[Records]
* * * * *
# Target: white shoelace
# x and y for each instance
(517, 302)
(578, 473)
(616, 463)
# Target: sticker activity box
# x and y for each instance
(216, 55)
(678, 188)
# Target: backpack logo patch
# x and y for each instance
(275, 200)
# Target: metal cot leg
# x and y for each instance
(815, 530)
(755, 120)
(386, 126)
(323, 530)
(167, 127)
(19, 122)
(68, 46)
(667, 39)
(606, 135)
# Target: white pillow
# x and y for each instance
* * * * *
#### [What you should do]
Edit the lines above by changing every "each instance" to "every occurrence", keeping everything else as it is.

#### [Answer to this task]
# Target: white shoelace
# x and y for every occurrence
(517, 302)
(578, 473)
(616, 463)
# Target: sticker activity box
# x and y for every occurrence
(216, 55)
(678, 188)
# Target: backpack logo patch
# x and y for every occurrence
(275, 200)
# Target: metal cot leg
# x and y for every occurrence
(815, 530)
(755, 120)
(386, 126)
(323, 530)
(167, 127)
(19, 122)
(68, 46)
(667, 39)
(606, 135)
# Target: white pillow
# x and y for every occurrence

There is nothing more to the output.